So this exercise spans across 17 time zones and five fleets. We’re trying to – we’re trying to ensure that if we do get in – if we do get in a conflict, that we can fight across all regions simultaneously and present some vexing problems to any potential adversary. So our Navy fights as a fleet or a combination of fleets, and that’s what we’re practicing to do.
We haven’t exercised at this scale in 40 years, so since I initially came into the Navy. And I’m very optimistic – first of all, I am very encouraged with the performance I’ve seen in the past week or so by our fleets, and I’m encouraged – very encouraged with where we’re heading in the future. This is the way we need to train, not just live forces like Vinson but also virtual forces, as well, that we can tie into – to tie into our fleet and have much more robust, realistic training against a high-end foe.
MODERATOR: All right. William, we’ll start with you.
Q: Thank you, Admiral. William Cole from Honolulu Star-Advertiser. Thank you very much.
You just mentioned the LVC –
ADM. GILDAY: I did.
Q: – component. So what’s an impressive aspect of the LVC in the Pacific?
ADM. GILDAY: So let me give you an example. We can take geography, let’s say – let’s say geography in Northeast Asia, and superimpose it wherever we want, where we have ships operating. So let’s say a carrier strike group like the Vinson Strike Group or an amphibious ready group, and then we can also add in virtual ships into that same battlespace. And so it’s a much more – much more robust, much more realistic training for the kind of operations we want to do, which is not just singularly as a carrier strike group or as an amphibious ready group, but really as a fleet to come at a potential adversary as a holistic, you know, numerically superior and highly trained force.
MODERATOR: All right. Wyatt we’ll come to you next.
Q: I just want to ask specifically how this – (inaudible) – in any conflict with China in, say, the South China Sea (or that type of terrain ?).
ADM. GILDAY: Absolutely. So the United States Navy, first of all, if we – if we do face a potential adversary, we want to do so by, with, and through our allies and partners. And so we believe that there’s no more trustworthy partner in the world than the United States, so we endeavor to train, to operate, and if need be to fight alongside our key allies and partners to protect our interests and our common interests with them, number one.
■ ■ ■ ■ ■ ■ ■
## EXERCISE TASKS
- 1) Output the passage of the transcript from "ADM. GILDAY: So" to "to you next." word for word.
- 2) Return the lines of the rows verbatim, from the line with "the white parked" to the final line of the rows, both ends included.

Data entries
■ ■ ■ ■ ■ ■ ■
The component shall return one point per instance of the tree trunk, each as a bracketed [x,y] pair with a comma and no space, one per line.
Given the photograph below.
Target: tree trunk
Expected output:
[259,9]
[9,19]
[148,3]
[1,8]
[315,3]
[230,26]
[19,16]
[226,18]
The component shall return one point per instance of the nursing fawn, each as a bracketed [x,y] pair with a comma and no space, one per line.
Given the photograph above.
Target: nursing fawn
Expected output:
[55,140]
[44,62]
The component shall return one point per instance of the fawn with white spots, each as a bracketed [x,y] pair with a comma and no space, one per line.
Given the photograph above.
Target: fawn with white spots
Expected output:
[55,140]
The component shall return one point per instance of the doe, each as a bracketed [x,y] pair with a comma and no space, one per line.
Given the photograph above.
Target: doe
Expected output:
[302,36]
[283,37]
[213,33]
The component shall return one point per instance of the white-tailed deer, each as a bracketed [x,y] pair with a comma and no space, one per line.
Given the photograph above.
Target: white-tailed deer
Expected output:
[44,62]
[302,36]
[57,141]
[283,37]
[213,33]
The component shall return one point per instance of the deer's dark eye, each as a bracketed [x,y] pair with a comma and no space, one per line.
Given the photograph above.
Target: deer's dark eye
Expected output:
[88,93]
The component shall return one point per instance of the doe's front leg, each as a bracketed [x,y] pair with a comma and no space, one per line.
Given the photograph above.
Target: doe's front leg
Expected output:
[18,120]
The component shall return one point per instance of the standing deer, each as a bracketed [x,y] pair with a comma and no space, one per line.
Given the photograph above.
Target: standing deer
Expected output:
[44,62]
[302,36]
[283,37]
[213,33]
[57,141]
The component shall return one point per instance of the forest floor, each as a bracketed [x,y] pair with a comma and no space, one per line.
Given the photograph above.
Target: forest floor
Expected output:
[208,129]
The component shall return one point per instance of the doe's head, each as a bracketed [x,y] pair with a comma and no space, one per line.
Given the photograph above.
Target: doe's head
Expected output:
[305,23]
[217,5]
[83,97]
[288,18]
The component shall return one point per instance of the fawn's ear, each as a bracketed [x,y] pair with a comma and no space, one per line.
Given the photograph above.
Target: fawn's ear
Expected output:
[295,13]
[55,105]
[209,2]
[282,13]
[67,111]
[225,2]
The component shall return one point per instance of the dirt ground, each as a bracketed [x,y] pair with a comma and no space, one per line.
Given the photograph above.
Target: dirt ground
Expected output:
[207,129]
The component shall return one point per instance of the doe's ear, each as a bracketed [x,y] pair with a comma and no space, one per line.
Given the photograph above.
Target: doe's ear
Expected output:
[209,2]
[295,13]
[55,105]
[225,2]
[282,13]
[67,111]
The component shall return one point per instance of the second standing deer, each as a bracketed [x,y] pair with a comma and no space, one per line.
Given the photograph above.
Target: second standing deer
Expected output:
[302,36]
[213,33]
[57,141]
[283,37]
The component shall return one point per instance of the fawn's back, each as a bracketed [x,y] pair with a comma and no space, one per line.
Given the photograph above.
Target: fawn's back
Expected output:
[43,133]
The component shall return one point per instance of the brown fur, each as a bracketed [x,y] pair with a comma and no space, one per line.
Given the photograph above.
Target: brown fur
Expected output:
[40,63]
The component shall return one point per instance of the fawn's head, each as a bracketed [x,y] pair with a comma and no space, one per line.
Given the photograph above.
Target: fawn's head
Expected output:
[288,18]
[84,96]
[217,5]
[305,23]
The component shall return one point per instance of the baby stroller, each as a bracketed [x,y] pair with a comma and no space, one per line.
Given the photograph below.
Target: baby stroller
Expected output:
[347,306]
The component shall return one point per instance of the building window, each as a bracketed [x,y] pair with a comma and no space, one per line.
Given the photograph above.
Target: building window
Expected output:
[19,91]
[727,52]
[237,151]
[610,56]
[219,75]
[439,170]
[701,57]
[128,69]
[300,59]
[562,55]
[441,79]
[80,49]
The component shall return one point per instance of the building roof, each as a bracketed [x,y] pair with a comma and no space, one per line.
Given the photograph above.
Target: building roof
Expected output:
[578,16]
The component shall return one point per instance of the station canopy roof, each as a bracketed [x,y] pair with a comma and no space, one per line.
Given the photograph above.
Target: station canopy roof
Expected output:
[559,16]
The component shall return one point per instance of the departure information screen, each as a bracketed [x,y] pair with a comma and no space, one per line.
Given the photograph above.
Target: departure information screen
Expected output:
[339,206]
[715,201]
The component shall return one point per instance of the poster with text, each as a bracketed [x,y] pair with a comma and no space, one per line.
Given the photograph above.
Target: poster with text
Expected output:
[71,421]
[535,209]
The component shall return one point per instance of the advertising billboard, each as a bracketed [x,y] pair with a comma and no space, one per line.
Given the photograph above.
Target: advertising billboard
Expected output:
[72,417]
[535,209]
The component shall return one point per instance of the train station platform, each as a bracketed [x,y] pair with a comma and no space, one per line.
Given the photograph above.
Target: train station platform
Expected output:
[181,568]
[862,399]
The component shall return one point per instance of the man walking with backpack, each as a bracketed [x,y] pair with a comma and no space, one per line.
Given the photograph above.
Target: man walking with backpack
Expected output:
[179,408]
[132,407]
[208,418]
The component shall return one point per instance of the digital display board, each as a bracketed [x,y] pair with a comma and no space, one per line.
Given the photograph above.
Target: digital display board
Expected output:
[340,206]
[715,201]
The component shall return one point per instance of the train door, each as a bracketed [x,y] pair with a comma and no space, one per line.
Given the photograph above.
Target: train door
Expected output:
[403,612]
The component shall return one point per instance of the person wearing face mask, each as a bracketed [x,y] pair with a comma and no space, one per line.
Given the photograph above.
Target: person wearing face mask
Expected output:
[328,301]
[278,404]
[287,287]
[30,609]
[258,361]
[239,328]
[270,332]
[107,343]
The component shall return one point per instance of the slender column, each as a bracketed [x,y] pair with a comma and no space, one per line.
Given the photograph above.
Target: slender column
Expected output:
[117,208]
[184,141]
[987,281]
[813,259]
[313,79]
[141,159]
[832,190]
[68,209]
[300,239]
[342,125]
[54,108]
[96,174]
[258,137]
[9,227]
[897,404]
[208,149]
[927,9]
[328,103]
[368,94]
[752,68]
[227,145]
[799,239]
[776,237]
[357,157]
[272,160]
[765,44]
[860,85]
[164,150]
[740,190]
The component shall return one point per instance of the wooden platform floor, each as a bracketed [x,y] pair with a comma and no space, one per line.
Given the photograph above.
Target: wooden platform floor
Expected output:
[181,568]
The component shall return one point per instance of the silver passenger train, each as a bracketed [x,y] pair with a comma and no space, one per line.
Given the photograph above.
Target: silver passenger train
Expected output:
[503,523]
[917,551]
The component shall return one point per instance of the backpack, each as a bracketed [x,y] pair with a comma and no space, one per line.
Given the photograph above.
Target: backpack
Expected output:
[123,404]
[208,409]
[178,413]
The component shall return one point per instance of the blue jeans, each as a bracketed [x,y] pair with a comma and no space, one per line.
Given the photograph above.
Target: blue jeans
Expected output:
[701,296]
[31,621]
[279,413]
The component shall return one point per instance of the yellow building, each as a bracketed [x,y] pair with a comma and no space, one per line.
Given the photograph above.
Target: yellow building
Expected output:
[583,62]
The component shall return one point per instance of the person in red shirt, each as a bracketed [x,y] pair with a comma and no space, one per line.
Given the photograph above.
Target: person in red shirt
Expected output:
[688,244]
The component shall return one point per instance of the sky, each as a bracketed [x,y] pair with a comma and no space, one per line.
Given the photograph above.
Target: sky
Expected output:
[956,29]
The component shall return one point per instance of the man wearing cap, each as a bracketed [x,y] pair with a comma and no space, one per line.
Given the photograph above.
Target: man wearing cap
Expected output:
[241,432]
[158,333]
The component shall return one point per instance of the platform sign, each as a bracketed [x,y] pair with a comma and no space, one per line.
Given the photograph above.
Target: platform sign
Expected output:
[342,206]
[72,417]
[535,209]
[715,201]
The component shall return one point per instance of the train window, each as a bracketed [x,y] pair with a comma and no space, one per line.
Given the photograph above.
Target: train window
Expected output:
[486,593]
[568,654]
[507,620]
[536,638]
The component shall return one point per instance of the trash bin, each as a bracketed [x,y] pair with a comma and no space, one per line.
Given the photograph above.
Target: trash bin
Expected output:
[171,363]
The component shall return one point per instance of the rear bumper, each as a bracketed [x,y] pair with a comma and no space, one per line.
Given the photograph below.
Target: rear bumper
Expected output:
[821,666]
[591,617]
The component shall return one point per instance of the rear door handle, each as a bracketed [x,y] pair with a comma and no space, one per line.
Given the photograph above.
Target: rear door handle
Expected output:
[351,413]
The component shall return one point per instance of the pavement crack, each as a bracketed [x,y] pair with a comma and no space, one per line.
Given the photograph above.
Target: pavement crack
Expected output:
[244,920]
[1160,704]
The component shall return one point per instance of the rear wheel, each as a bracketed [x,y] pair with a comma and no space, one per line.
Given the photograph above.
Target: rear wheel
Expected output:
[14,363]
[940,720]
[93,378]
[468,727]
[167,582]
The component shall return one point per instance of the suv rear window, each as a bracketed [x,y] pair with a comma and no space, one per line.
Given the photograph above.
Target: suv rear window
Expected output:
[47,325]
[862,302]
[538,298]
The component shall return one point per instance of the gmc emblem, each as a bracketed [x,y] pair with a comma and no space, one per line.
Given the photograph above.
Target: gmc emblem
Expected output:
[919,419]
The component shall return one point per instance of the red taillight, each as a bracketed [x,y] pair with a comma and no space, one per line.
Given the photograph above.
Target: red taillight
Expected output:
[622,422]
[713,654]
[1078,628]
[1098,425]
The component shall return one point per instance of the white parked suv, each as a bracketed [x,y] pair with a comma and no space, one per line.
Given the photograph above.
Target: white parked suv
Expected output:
■ ■ ■ ■ ■ ■ ■
## EXPECTED OUTPUTS
- 1)
ADM. GILDAY: So let me give you an example. We can take geography, let’s say – let’s say geography in Northeast Asia, and superimpose it wherever we want, where we have ships operating. So let’s say a carrier strike group like the Vinson Strike Group or an amphibious ready group, and then we can also add in virtual ships into that same battlespace. And so it’s a much more – much more robust, much more realistic training for the kind of operations we want to do, which is not just singularly as a carrier strike group or as an amphibious ready group, but really as a fleet to come at a potential adversary as a holistic, you know, numerically superior and highly trained force.
MODERATOR: All right. Wyatt we’ll come to you next.

- 2)
The component shall return one point per instance of the white parked suv, each as a bracketed [x,y] pair with a comma and no space, one per line.
Given the photograph above.
Target: white parked suv
Expected output:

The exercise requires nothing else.